| TEXT SECTION |
* * *
Hey gang.
Not a week goes by without someone showing off his or her DC load project, and I'm afraid this is one of those posts. For that I am sorry. Nevertheless I'd be happy if you could spare a couple of minutes and have a look at my design. Like Dave would put it, I'm a young player. Apart from tinkering with an Arduino starter package this is my first real project. This is not meant as an excuse for sucky design but more as a favour I'd like to ask of the old hands: please check for obvious traps that I might have fallen into.
I'm especially interested in your thoughts about the modularity of this thing. Decoupling seems to be a thing with all of my circuits, so that's another point I'd like you to look at. Finally, I'm well aware that my drawing skills stink. If you see "horrible" things, be sure to point them out. I'm eager to learn, so don't hold back. "Rip the thing apaaarrt."
Design goal
An electronically controlled DC load that can draw up to 3A with milliamp resolution.
Modular design: the number of load control subcircuits is variable. This gives the option to add more oomph to the appliance by adding more load control subcircuits.
Circuit explanation
The microcontroller sets the DAC (MCP4725) to a set voltage which is then fed into the regulating subcircuitry which, using a couple of N-channel MOSFETs (IRF640), draws the amount of current needed for the feedback loop to stabilize at the input voltage.
* * *
| SUPPLIED INFORMATION |

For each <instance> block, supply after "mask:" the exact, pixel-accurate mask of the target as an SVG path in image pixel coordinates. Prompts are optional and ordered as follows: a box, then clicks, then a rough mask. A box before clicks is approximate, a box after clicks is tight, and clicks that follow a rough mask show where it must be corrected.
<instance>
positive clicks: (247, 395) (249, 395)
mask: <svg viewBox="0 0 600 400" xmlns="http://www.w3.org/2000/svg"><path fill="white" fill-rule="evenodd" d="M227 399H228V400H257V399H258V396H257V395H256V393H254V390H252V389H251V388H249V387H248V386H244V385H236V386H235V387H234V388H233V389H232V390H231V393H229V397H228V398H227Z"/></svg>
* * *
| PROBLEMS TO SOLVE |
A. Using the DC load post, decide whether each statement agrees with it. Answer yes or no for each, and quote the deciding words from the post. (i) The load is meant to draw up to 3A with milliamp resolution. (ii) The DAC in the circuit is an MCP4725. (iii) The regulating subcircuitry uses P-channel MOSFETs.
B. Write out the stretch of the DC load post from "Design goal" through "the input voltage.".
The data have no connection to the DC load post.

| RESULTS FOR EACH TASK |
A.
(i) Yes: "An electronically controlled DC load that can draw up to 3A with milliamp resolution."
(ii) Yes: "The microcontroller sets the DAC (MCP4725) to a set voltage"
(iii) No: "using a couple of N-channel MOSFETs (IRF640)"

B.
Design goal
An electronically controlled DC load that can draw up to 3A with milliamp resolution.
Modular design: the number of load control subcircuits is variable. This gives the option to add more oomph to the appliance by adding more load control subcircuits.
Circuit explanation
The microcontroller sets the DAC (MCP4725) to a set voltage which is then fed into the regulating subcircuitry which, using a couple of N-channel MOSFETs (IRF640), draws the amount of current needed for the feedback loop to stabilize at the input voltage.